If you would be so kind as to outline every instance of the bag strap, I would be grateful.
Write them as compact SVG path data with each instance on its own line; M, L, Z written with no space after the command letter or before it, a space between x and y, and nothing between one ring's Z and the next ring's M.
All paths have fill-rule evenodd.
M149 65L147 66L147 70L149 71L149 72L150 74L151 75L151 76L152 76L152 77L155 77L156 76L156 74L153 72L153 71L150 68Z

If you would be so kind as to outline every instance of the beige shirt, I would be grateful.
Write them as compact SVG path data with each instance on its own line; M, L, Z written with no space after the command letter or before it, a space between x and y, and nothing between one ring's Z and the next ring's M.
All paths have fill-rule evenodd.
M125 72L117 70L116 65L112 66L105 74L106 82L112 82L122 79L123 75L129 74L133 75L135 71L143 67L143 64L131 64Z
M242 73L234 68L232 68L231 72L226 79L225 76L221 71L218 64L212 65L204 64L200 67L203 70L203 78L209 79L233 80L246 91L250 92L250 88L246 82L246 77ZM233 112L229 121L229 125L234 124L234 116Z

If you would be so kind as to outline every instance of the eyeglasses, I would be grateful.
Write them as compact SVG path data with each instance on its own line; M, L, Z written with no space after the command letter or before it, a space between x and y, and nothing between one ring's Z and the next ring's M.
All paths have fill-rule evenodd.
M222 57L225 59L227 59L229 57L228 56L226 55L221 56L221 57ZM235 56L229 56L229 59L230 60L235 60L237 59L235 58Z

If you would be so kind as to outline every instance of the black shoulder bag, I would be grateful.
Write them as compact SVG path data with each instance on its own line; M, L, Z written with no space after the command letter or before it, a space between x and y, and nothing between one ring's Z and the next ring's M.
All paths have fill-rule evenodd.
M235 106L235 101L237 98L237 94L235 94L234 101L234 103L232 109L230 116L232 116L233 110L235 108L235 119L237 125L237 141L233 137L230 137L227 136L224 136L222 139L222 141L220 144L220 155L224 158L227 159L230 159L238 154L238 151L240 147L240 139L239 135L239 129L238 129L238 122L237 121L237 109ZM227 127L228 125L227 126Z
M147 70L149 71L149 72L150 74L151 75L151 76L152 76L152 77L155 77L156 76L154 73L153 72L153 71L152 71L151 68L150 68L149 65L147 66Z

### EXERCISE
Format the lines from the beginning of the items up to and including the line containing "M242 73L234 68L232" as a numbered list, omitting any blank lines.

### FINAL RESULT
1. If you would be so kind as to outline every instance of the bag strap, I would be grateful.
2. Write them as compact SVG path data with each instance on its own line; M, L, Z written with no space after the command letter or before it, a space between x and y, and nothing between one ring's Z and the next ring's M.
3. All paths have fill-rule evenodd.
4. M149 65L147 66L147 70L149 71L149 72L150 74L151 75L151 76L152 76L152 77L155 77L156 76L156 74L153 72L153 71L150 68Z
5. If you would be so kind as to outline every instance of the beige shirt, I would be grateful.
6. Write them as compact SVG path data with each instance on its own line; M, L, Z written with no space after the command letter or before it, a space between x and y, and nothing between one ring's Z and the next ring's M.
7. All paths have fill-rule evenodd.
8. M125 72L117 70L116 65L112 66L105 74L106 82L112 82L122 79L123 75L129 74L133 75L135 71L143 67L143 64L131 64Z
9. M242 73L234 68L232 68L231 72L226 79L225 76L221 71L218 64L212 65L204 64L200 67L203 70L203 78L209 79L233 80L246 91L250 92L250 88L246 82L246 77ZM233 112L229 121L229 125L234 124L234 116Z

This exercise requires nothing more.